GIVEN EXERCISE :: Print the records again, character for character.
-- start PROVIDED DATA --
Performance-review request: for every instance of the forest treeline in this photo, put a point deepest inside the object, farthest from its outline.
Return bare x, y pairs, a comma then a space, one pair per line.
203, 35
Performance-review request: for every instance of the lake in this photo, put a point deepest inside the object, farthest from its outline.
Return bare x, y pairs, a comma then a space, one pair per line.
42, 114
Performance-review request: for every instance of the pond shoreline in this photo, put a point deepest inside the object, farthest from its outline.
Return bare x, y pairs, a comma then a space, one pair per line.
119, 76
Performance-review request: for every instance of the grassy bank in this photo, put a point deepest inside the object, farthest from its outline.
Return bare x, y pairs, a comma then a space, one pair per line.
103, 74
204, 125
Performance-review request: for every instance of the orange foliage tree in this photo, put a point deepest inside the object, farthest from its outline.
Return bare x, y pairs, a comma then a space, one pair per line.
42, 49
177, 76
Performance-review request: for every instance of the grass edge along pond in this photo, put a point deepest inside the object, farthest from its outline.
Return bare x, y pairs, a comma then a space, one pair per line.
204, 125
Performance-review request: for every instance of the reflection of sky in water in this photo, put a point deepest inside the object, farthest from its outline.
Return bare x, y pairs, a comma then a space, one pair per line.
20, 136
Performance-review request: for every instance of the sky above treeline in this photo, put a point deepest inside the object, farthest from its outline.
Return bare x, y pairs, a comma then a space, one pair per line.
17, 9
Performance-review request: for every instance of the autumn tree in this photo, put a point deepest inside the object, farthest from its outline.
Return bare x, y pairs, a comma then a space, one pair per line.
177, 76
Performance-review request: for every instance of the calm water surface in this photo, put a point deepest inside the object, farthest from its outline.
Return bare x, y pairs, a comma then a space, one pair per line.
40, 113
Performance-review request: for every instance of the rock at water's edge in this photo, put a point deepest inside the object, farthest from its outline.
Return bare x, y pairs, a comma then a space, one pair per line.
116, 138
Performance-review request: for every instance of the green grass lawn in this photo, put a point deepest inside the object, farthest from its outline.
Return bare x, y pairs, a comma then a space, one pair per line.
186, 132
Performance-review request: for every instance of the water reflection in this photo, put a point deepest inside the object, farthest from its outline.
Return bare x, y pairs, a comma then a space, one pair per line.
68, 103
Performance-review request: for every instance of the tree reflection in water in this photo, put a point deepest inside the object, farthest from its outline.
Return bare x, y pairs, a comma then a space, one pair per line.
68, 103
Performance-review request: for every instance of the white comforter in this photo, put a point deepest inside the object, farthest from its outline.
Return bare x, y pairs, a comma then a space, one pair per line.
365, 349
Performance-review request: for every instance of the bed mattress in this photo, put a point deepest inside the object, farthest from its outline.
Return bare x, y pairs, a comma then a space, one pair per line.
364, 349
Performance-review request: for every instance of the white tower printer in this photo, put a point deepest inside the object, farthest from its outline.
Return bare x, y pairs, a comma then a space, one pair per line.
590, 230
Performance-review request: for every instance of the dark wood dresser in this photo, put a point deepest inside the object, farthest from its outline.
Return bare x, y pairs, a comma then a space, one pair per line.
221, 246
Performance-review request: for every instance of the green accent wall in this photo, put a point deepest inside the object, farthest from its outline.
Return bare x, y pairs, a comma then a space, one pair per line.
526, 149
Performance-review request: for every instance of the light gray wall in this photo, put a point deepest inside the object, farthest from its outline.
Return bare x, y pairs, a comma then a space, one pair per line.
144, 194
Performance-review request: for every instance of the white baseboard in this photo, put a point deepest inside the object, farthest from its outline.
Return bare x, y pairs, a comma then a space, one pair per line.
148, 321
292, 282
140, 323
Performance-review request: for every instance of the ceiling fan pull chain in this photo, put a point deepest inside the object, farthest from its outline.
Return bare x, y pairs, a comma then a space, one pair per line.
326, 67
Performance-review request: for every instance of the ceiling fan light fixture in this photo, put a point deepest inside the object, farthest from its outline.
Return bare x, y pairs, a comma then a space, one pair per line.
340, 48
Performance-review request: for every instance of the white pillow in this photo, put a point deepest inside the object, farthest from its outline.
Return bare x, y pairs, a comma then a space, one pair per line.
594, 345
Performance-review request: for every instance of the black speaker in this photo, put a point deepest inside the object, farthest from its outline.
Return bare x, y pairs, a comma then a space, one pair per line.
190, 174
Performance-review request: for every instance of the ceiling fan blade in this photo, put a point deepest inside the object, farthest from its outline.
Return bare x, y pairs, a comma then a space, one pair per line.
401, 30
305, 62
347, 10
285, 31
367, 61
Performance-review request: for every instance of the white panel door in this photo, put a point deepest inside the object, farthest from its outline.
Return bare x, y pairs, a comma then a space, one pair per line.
-- end PROVIDED DATA --
REPLY TO THE TASK ::
Performance-review request: for every instance of the forest treeline in this photo, put a point deepest inside the object, farthest from its outline.
Return bare x, y pairs, a comma then a space, one pair per line.
203, 35
Performance-review request: for every instance of the lake in this photo, put a point deepest inside the object, farthest from its outline.
Return bare x, y pairs, a comma then a space, one pair per line.
42, 114
Performance-review request: for every instance of the pond shoreline in this photo, put a point deepest inside the object, farthest from its outline.
Return bare x, y pairs, a comma then a space, one pair per line.
119, 76
Performance-review request: for every instance of the grassy bank in this photo, put a point deepest inside the object, farthest from its outline.
Return bare x, y pairs, a comma then a space, one pair per line.
103, 74
204, 125
Performance-review request: for every instance of the orange foliage tree in this photo, put a point deepest inside the object, farthest from its outline.
Return bare x, y pairs, a comma then a space, one pair per line.
42, 49
177, 76
Performance-review request: for every instance of the grass edge along pond in this photo, put a point deepest inside the object, farthest from its outline.
Return bare x, y pairs, a comma then a space, one pair per line.
204, 125
Performance-review request: for every instance of the reflection of sky in water in this photo, put a point deepest inside the object, farthest from its outline.
Return bare x, y pairs, a comma then a space, one pair per line.
20, 136
Performance-review request: for every instance of the sky above treeline in this photo, put a point deepest inside the object, farthest from its outline.
Return bare x, y pairs, a comma then a space, one pair per line.
17, 9
Performance-review request: for every instance of the autumn tree in this photo, put a point deepest inside the object, farthest from its outline.
Return bare x, y pairs, a comma then a space, one pair per line.
177, 76
Performance-review request: for every instance of the calm water surface in this photo, put a point deepest inside the object, farthest from its outline.
Return bare x, y pairs, a comma then a space, one pair per line.
40, 113
Performance-review request: for every instance of the rock at water's edge in this photo, put a point deepest inside the object, farthest from its outline.
Return bare x, y pairs, a comma then a space, one pair per line.
116, 138
Performance-review request: for every instance of the green grass lawn in this photo, put a point deepest inside the object, farthest from its outline.
Return bare x, y pairs, a comma then a space, one pair per line.
186, 132
Performance-review request: for every instance of the water reflection in this photo, put a point deepest inside the object, farthest from its outline.
Return bare x, y pairs, a comma then a space, one pair per line.
68, 103
Performance-review request: for every instance of the tree reflection in water in this photo, put a point deepest inside the object, farthest from its outline.
Return bare x, y pairs, a comma then a space, one pair per line.
68, 103
Performance-review request: for every instance of the white comforter in this photo, put a point deepest inside the object, farthest from its outline.
Return bare x, y pairs, a comma then a space, one pair per line.
365, 349
Performance-review request: for every instance of the bed mattress in this photo, put a point deepest inside the object, farthest from its outline.
Return bare x, y pairs, a comma then a space, one pair per line.
364, 349
Performance-review request: for every instance of the white tower printer in this photo, put a point deepest inside the object, farthest from its outline.
Return bare x, y pairs, a comma then a space, one pair per line.
590, 230
Performance-review request: for every instance of the dark wood dresser in this photo, put a point deepest inside the object, farthest from its outline.
Return bare x, y pairs, a comma then a space, one pair per line.
221, 246
Performance-review request: for every instance of the green accent wall in this photo, put a point deepest inside the object, farthest from its outline.
Return bare x, y pairs, a comma then a space, one pair per line.
526, 149
Performance-review request: for every instance of the light gray wall in this photo, put a point deepest inside the object, farthest from its outline.
Return bare x, y pairs, a comma then a space, one pair per line.
144, 194
Performance-review request: for every instance of the white baseboard in this photo, put a point deepest inside the object, farthest from its outline.
Return bare x, y pairs, a comma then a space, one pair per line.
148, 321
292, 282
140, 323
Performance-review request: for every instance of the ceiling fan pull chain in this photo, put a point deepest inside the object, farthest from its outline.
Return bare x, y pairs, a comma then a space, one pair per line.
326, 67
Performance-review request: for every instance of the ceiling fan light fixture in this photo, put a point deepest inside the object, farthest from its outline.
Return bare x, y pairs, a comma then a space, one pair per line.
340, 48
Performance-review request: for every instance of the white pillow in this photo, put a point deepest inside the object, farthest from its outline.
Return bare x, y pairs, a comma then a space, one pair per line.
594, 345
Performance-review request: for every instance of the black speaker in this photo, put a point deepest inside the object, farthest from its outline.
Return bare x, y pairs, a comma then a space, one pair per line.
190, 174
Performance-review request: for every instance of the ceiling fan blade in this photo, put a point deepest inside the object, farthest from its outline.
Return bare x, y pairs, a comma then a space, one pair per line.
401, 30
305, 62
347, 10
285, 31
367, 61
Performance-review request: for every instance of the white panel door in this photo, put a point deepest inside the object, farthest from its outline.
Return bare x, y pairs, a comma then a space, one pair per line.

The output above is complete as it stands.